**Selected text:**
NEW YORK (AP) - She was half the age of Norman Mailer when they met and their bond was as fast and fateful as a mortal’s coupling with a god.
Norris Church Mailer, the Pulitzer Prize-winning author’s sixth and final wife, would enjoy and endure the ride of her life.
An actress, Wilhemina model, author and painter, Mailer died at her home in Brooklyn on Sunday. She was 61. Her passing was announced on the website of the Norman Mailer Society, which in a statement said she passed away “after a long and valiant struggle with cancer.” A longtime family friend and assistant, Dwayne Raymond, said he and her two children and some close friends were at her home when she died.
As Norris Mailer wrote in her 2010 memoir, “A Ticket to the Circus,” she was a single mother in her mid-20s when she met the then-52-year-old Norman Mailer at a 1975 cocktail party in his honor in Russellville, Ark. Their attraction was immediate, even if he was breaking up with his fourth wife and seeing the woman who would become his fifth. Norris Church became No. 6 in 1980. A son, John Buffalo, had been born two years earlier.

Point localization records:
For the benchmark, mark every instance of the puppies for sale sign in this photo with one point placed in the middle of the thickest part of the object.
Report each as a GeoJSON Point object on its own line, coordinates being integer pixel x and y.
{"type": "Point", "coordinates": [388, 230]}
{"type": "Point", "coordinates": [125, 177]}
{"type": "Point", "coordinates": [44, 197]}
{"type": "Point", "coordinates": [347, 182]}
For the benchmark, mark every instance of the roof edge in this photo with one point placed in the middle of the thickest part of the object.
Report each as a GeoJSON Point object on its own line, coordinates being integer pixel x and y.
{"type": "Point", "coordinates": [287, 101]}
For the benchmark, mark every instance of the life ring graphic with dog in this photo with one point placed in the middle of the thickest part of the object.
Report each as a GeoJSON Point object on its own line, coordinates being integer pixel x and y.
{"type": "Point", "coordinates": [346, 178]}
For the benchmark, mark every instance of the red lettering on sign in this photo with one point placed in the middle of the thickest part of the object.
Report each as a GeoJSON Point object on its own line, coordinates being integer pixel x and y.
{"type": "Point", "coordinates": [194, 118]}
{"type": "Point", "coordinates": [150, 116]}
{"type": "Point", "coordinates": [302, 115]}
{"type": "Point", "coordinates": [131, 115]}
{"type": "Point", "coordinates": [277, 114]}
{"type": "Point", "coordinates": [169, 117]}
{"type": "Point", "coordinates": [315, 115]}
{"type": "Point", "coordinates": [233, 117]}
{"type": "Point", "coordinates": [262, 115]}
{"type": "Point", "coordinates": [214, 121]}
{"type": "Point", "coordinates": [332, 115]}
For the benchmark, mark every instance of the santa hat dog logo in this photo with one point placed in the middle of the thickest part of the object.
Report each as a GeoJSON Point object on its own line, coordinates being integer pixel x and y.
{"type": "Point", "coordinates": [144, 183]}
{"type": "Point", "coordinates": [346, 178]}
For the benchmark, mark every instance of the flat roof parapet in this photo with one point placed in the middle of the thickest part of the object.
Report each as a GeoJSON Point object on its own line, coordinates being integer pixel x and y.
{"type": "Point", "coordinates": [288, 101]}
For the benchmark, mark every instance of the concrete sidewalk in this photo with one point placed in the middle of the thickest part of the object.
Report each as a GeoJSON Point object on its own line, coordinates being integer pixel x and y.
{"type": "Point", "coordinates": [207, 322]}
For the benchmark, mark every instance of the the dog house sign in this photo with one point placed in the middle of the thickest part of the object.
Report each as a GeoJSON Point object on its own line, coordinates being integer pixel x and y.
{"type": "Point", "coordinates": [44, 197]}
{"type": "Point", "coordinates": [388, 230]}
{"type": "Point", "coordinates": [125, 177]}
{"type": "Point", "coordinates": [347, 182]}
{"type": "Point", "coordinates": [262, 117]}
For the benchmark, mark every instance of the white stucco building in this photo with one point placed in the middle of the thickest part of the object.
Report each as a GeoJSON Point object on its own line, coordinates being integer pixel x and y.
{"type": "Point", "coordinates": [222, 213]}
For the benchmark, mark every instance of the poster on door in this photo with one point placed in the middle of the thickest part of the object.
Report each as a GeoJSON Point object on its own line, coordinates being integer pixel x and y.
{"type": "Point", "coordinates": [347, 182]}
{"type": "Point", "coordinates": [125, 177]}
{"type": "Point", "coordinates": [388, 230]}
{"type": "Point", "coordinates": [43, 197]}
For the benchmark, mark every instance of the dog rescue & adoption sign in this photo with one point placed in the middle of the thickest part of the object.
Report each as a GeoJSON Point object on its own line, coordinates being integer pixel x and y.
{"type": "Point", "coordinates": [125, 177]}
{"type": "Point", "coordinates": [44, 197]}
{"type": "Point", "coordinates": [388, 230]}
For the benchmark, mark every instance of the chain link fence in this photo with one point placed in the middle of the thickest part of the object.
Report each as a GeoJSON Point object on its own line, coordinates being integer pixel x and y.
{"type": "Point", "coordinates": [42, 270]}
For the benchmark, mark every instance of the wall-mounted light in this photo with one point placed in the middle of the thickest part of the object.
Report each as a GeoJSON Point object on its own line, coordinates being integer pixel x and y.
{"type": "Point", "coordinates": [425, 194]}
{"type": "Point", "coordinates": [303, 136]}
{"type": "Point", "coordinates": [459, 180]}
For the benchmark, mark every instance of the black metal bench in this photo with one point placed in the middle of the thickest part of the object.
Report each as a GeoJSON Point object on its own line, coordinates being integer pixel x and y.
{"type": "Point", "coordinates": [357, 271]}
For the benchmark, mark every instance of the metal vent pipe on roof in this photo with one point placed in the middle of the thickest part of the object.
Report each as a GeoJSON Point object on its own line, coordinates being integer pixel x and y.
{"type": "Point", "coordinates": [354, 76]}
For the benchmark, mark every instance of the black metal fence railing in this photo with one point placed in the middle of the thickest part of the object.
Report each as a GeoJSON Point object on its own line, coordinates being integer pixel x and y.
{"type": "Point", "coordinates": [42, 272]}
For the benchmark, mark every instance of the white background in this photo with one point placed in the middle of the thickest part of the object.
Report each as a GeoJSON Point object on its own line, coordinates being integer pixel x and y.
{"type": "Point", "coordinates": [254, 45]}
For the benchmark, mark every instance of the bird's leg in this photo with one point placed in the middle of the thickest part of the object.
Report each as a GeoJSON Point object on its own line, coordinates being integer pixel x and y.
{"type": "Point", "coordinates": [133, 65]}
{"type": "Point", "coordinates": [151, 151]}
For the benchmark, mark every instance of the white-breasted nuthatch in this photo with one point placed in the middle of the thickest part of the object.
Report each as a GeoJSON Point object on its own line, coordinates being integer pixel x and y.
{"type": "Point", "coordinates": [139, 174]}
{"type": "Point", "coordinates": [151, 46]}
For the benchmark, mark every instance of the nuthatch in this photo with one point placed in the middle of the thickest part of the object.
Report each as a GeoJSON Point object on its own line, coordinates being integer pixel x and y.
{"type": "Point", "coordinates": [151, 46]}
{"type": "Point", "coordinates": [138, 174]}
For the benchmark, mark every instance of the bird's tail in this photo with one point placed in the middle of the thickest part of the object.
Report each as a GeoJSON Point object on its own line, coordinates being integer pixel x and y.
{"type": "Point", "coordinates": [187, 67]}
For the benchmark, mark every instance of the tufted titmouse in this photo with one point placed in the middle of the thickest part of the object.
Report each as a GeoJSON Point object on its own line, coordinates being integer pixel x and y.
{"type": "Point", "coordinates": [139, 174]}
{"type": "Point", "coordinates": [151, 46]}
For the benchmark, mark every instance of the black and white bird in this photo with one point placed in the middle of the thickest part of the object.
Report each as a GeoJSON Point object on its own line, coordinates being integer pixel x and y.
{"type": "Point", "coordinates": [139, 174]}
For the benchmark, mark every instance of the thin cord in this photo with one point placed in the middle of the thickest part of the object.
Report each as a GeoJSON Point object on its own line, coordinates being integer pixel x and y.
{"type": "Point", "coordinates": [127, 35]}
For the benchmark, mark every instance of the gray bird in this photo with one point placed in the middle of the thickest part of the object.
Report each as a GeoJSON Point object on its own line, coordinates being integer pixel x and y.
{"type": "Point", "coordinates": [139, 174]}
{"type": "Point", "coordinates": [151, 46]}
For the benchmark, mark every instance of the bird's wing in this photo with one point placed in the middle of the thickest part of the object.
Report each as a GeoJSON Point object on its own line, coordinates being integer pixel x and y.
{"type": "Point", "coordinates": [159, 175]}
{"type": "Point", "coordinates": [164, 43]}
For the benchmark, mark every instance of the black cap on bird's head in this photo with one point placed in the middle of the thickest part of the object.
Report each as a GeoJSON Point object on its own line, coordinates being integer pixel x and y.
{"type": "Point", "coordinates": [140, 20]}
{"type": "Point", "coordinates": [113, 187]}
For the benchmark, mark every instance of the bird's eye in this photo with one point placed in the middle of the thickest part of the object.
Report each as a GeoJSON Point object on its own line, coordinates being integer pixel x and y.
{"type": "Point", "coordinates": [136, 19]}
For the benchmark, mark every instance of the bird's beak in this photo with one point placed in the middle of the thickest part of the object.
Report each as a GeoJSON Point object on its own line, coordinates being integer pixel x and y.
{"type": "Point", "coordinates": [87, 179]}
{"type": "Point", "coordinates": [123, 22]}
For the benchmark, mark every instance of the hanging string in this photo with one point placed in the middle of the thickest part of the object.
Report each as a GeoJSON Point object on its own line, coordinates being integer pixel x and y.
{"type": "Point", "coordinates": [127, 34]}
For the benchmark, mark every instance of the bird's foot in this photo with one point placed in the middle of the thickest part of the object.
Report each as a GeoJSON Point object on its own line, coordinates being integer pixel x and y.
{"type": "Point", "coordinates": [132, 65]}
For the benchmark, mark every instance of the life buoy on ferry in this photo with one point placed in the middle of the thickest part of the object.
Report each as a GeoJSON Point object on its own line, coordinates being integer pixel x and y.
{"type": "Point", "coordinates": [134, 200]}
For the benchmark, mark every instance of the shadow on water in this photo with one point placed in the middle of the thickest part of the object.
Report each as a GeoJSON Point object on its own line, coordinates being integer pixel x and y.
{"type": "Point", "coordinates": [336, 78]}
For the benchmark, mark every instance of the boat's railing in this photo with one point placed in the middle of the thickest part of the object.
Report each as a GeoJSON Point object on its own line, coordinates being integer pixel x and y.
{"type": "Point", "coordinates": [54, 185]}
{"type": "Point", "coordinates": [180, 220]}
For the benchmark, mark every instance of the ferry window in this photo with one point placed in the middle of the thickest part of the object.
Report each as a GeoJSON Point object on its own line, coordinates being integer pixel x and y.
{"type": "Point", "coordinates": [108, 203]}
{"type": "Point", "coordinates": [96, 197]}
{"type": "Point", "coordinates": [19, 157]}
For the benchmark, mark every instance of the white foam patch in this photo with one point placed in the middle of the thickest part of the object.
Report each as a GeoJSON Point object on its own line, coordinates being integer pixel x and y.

**Exercise prompt:** Can you write what comes next in the obituary of Norris Church Mailer, continuing on from its final sentence? The records are unrelated to the obituary text and stand apart from it.

**Task answer:**
The new Mrs. Mailer discovered the consequences of fame. The macho Norman Mailer was charming, callous, wise and infuriating. Through her husband, Norris met Jacqueline Kennedy and Imelda Marcos, Woody Allen and Fidel Castro. Norman Mailer could talk about anything; she likened their banter to the rapport between Spencer Tracy and Katharine Hepburn. A sign of destiny: The Mailers both were born on Jan. 31.
But even as the author publicly rhapsodized over her auburn-haired beauty, he discouraged his wife’s work, avoided her when he learned she had cancer and had affairs with several women, some of whom were referenced in his books and even showed up at social functions, at his invitation.
The tension became public by the early 1990s through gossip columns and in an ABC television interview when she told newsman Sam Donaldson that “one day Norman is a lion, the next day he’s a monkey. Occasionally he’s a lamb, and a large part of the time he’s a jackass.”
They drifted. She threatened to leave. He resisted. She stayed.
“I knew I was going to be with him for the rest of my life, and I think he felt the same way,” she wrote. When the author died, in 2007, she was at his side and remembered his final moments: “His mouth spread in a huge smile, and his eyes were alive with excitement, as if he were seeing something amazing. Then he was gone.”
Lawrence Schiller, a family friend who collaborated on Norman Mailer’s classic “The Executioner’s Song” and other books, said she surprised everyone by becoming such a strong force in his life.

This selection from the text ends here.